Only lines holding the word "query" are wanted from the records; copy all of them.
***** Material for this exercise
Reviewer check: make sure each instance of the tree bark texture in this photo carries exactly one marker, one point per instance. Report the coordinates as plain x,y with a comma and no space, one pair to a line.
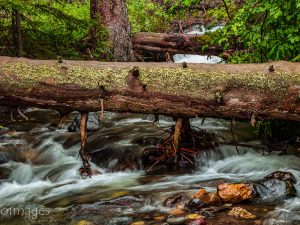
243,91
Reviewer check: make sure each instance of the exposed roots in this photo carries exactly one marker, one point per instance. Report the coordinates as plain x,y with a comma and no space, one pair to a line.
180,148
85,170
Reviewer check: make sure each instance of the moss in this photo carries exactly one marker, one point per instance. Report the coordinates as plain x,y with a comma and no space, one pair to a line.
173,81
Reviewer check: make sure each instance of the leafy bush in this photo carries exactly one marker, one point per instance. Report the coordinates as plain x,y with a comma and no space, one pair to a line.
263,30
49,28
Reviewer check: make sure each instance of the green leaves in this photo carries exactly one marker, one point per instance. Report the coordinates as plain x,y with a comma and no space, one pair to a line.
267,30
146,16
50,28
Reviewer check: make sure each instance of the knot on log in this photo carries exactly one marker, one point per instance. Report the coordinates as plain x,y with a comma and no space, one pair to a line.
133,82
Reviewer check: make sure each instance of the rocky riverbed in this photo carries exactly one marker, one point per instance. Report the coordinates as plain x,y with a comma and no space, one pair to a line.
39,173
**********
***** Material for this exercise
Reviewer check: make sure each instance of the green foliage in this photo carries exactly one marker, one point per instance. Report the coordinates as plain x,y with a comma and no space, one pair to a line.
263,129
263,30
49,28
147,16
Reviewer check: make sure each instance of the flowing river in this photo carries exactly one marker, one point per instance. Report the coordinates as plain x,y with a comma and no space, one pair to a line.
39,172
**********
***** Material for this exercise
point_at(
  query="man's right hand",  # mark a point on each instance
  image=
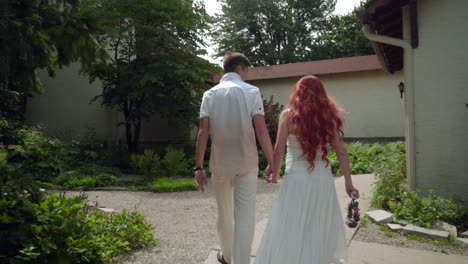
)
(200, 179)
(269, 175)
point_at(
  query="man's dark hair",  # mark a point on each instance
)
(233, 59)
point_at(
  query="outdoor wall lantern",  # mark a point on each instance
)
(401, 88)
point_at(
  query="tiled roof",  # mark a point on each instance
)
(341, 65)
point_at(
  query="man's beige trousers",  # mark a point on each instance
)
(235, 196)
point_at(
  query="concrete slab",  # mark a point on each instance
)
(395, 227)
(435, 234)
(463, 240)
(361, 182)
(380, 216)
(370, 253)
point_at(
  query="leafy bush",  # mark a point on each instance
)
**********
*Exercise result*:
  query="man's right hand",  # mark a point on each instance
  query="man's dark hair",  # mark a point on each instance
  query="outdoor wall lantern",  # mark a point on each instance
  query="tiled roof",  # mark a point on each instance
  query="man's beige trousers",  # mark a point on each instance
  query="concrete slab",  # mark a point on each instance
  query="leafy bush",  # mark a point on each instance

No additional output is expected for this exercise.